_EXCERPT TO READ_.
:::

The poetic If I Go Will They Miss Me continues the United States -indie tradition in the spirit of Oscar-winner Moonlight. Planes fly over South Los Angeles skies, under which a 12-year-old boy blends myth and real life. Likewise stretching the confines of the real world is Light Pillar, a Chinese animation that toys with fantasy through its form alone: scenes set in the daily life of a film studio are animated, but ones in virtual reality are live-action.

In the visually audacious black-and-white documentary KitKatClub – Kinks of Berlin, fantasies become reality. The camera breaks barriers between the private and the public by offering viewers an insight into a Berlin sex-club and the lives of its patrons. Latex shines, leather squeaks and whipped cream sprays, but conversations touch upon safety and consent.

Last year’s Palestine-theme continues with Palestine 36, a film that depicts the rebellion that rose against the British forces that occupied the area in 1936–1939. Authorities shut down a screening of the film – Palestine’s submission for the Oscars – in Jerusalem this January, and prohibited showing it in the city altogether. Historical events also inspired the winner of the Berlinale Grand Jury Prize, Salvation. Set in the mountains of Turkey, the drama evolves from depicting a local border dispute and insecure masculinity into a grander examination on the causes of violence.

:::

(Point labeling data based on photos)

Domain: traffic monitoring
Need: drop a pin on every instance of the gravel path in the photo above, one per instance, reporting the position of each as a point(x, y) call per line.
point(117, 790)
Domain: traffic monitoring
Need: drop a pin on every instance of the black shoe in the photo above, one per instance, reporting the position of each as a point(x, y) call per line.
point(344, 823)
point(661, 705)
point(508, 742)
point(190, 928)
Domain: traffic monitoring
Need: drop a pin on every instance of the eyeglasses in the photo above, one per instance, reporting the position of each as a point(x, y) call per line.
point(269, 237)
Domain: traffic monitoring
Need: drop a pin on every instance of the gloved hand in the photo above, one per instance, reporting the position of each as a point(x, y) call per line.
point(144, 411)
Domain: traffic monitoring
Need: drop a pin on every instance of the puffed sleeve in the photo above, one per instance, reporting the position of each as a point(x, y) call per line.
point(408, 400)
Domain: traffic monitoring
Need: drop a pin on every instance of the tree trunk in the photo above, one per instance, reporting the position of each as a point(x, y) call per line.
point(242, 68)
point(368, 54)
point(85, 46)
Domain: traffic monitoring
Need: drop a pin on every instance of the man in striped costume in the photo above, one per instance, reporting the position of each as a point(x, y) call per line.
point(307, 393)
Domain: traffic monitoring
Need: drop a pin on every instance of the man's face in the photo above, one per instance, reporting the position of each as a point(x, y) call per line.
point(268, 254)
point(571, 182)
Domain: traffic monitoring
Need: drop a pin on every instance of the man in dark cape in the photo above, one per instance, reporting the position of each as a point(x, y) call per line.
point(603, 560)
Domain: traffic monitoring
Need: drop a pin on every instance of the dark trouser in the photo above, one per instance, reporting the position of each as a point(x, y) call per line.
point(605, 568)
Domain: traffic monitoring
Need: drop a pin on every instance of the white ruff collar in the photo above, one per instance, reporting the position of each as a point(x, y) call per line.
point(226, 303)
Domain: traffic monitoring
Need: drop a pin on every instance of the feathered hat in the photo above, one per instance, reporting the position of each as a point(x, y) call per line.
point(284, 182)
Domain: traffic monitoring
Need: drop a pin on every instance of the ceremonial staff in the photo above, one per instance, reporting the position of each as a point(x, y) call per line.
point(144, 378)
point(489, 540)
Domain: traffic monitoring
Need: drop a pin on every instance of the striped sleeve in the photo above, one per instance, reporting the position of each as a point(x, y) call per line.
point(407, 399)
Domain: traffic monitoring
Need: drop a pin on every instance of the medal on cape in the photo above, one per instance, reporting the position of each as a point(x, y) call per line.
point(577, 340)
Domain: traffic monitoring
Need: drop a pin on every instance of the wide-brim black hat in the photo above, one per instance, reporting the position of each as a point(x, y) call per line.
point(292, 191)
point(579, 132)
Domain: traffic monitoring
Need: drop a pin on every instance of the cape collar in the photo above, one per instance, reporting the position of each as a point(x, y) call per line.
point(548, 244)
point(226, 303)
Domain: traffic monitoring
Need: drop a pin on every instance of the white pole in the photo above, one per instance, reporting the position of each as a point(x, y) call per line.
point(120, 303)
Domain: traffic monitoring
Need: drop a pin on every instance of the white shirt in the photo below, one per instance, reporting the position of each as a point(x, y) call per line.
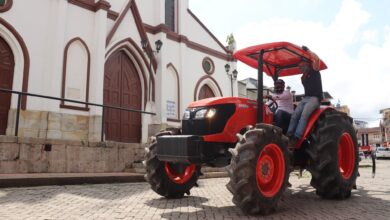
point(284, 101)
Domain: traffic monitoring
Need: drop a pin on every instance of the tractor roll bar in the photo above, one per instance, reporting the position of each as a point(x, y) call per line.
point(274, 76)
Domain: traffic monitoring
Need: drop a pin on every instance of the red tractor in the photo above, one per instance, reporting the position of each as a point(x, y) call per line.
point(238, 133)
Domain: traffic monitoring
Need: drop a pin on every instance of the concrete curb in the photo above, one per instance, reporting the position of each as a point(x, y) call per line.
point(23, 180)
point(40, 179)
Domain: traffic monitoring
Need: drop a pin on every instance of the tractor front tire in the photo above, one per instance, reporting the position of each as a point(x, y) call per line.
point(259, 170)
point(333, 156)
point(167, 179)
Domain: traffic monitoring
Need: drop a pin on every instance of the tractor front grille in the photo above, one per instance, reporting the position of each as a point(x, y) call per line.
point(209, 126)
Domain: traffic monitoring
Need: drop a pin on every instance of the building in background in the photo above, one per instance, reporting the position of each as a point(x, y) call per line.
point(149, 55)
point(90, 51)
point(385, 126)
point(372, 135)
point(360, 124)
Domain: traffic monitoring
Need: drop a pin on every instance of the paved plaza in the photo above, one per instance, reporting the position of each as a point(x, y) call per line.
point(210, 200)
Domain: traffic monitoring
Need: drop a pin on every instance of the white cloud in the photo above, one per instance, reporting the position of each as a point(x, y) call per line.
point(360, 80)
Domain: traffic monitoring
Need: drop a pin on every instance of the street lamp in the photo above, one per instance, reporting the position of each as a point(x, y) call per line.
point(144, 45)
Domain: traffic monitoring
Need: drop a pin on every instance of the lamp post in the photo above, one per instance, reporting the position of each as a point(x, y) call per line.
point(144, 45)
point(232, 75)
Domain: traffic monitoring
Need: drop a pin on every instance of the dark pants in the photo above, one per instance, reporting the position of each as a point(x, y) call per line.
point(282, 120)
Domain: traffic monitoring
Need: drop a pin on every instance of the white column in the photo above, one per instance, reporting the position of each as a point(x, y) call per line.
point(53, 61)
point(96, 81)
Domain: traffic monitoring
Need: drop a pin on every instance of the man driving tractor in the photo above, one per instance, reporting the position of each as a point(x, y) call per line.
point(311, 81)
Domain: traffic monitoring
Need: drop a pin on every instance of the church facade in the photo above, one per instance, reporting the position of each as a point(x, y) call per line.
point(90, 51)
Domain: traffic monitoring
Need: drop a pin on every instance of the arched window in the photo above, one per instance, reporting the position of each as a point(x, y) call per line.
point(170, 14)
point(173, 94)
point(75, 78)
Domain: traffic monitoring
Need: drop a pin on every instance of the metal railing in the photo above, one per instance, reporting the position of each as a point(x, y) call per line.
point(20, 94)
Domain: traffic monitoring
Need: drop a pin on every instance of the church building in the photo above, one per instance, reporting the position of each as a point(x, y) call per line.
point(150, 55)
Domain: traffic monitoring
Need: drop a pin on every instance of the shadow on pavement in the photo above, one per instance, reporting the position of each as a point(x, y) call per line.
point(298, 203)
point(189, 201)
point(32, 195)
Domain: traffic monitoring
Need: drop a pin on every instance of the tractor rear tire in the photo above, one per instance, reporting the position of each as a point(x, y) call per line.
point(259, 169)
point(159, 173)
point(333, 155)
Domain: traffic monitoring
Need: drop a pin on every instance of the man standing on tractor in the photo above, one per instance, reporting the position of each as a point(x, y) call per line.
point(284, 101)
point(312, 83)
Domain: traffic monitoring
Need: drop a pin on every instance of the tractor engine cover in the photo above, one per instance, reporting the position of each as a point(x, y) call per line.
point(180, 148)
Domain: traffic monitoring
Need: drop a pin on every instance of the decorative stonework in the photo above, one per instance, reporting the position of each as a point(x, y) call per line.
point(32, 155)
point(7, 5)
point(51, 125)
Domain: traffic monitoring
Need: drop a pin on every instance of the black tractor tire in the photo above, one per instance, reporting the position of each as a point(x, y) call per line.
point(158, 178)
point(332, 131)
point(244, 170)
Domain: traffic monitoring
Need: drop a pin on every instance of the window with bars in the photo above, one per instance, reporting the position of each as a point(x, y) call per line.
point(170, 14)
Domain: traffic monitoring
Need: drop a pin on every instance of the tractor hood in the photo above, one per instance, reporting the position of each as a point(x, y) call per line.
point(280, 58)
point(221, 100)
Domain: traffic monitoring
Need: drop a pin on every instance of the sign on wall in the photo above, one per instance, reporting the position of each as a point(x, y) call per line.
point(171, 109)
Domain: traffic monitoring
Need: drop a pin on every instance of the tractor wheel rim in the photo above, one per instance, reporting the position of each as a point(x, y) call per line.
point(346, 156)
point(180, 178)
point(270, 170)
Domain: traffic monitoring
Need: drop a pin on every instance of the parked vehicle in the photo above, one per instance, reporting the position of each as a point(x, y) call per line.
point(382, 152)
point(238, 133)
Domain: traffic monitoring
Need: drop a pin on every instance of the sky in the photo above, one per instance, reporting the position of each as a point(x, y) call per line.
point(351, 36)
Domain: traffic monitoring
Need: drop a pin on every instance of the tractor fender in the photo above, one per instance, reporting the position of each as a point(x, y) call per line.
point(312, 120)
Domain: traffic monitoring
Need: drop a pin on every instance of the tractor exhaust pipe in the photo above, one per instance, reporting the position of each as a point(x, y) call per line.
point(260, 87)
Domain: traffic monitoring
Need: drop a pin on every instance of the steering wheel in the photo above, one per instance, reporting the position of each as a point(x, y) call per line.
point(272, 104)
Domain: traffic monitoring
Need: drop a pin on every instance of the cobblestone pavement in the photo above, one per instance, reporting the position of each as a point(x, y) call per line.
point(210, 200)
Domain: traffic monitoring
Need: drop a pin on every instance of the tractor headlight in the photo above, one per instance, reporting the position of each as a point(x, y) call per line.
point(186, 115)
point(205, 113)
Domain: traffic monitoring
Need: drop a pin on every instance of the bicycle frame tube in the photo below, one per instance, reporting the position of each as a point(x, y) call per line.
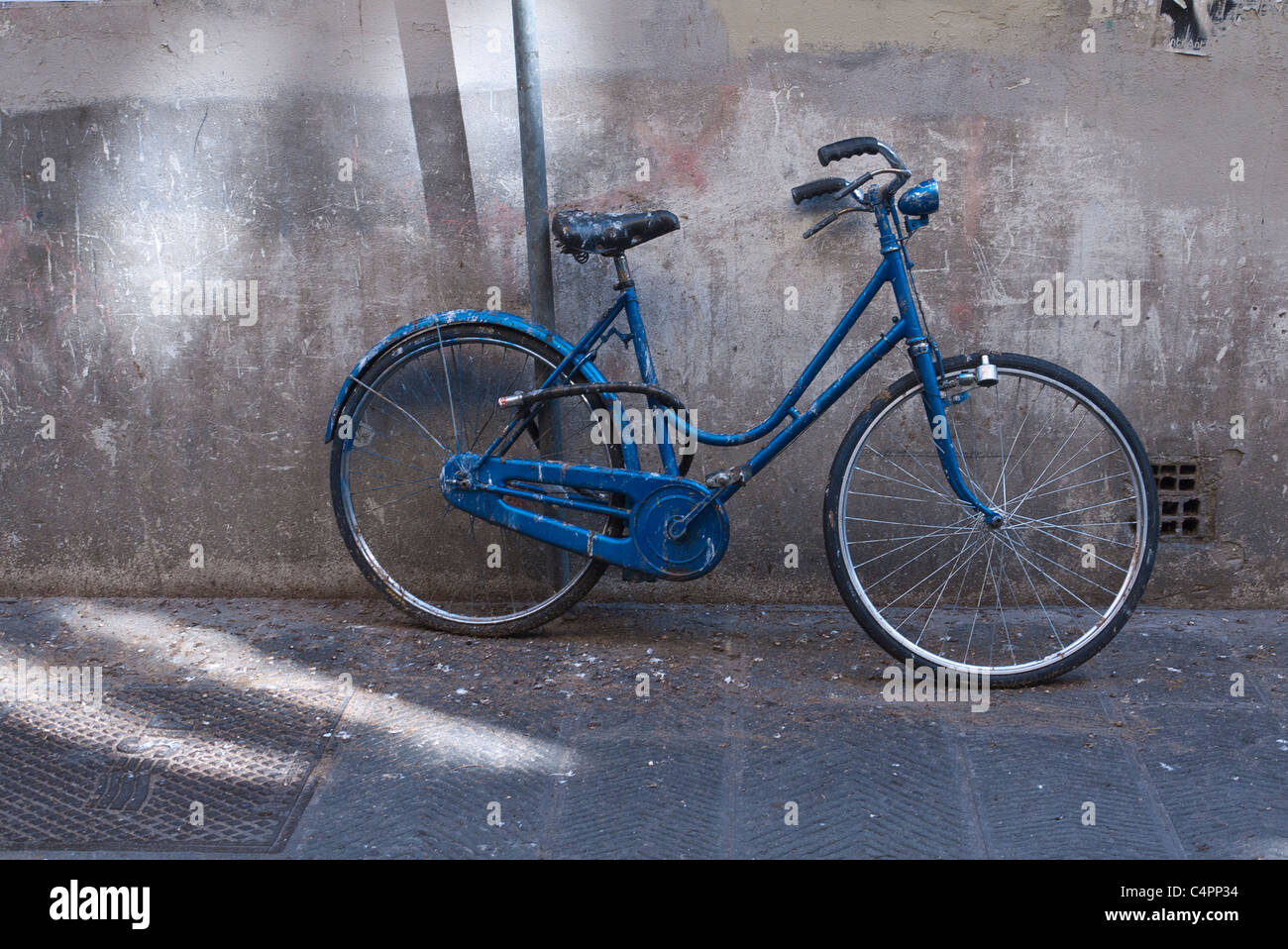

:::

_TASKS TO PERFORM_.
1. Decide whether each statement below agrees with the film festival passage. Answer yes or no for each, and quote the words from the passage that decide it.
(a) In Light Pillar, the virtual-reality scenes are animated.
(b) KitKatClub – Kinks of Berlin is a black-and-white documentary.
(c) Salvation takes place in the mountains of Turkey.
2. Carry on the film festival passage from its final sentence, keeping its style.

_EXERCISE RESPONSES_.
1.
(a) No: "scenes set in the daily life of a film studio are animated, but ones in virtual reality are live-action."
(b) Yes: "In the visually audacious black-and-white documentary KitKatClub – Kinks of Berlin"
(c) Yes: "Set in the mountains of Turkey"

2.
This year, the visual identity of the festival is designed by Julianna Hyrri, an award-winning comic artist, illustrator and author. The child characters on the festival poster are in motion, with holes in their socks, plasters on their knees and a sharp pendant of friendship hanging from the ribbon that connects them. Their momentum forces colours to bleed outside of the lines and, in places, almost entirely blends away pencil strokes. According to Hyrri, the colour palette of the poster suggests “fierce emotion, vitality and creativity, all things that Love & Anarchy represents to me. As a comic artist, cinema and comics feel like very closely related forms of art to me.”

The 39th Helsinki International Film Festival – Love & Anarchy will take place in Helsinki on 17–27 September. Early Bird -priced tickets are now on sale: HURMIO (6 tickets 73 €) PARATIISI (12 tickets 134 €) and EUFORIA (20 tickets 200 €). Early Bird -passes are on sale until 31 August. The full festival programme will be revealed on 1 September. Read more and buy festival passes here.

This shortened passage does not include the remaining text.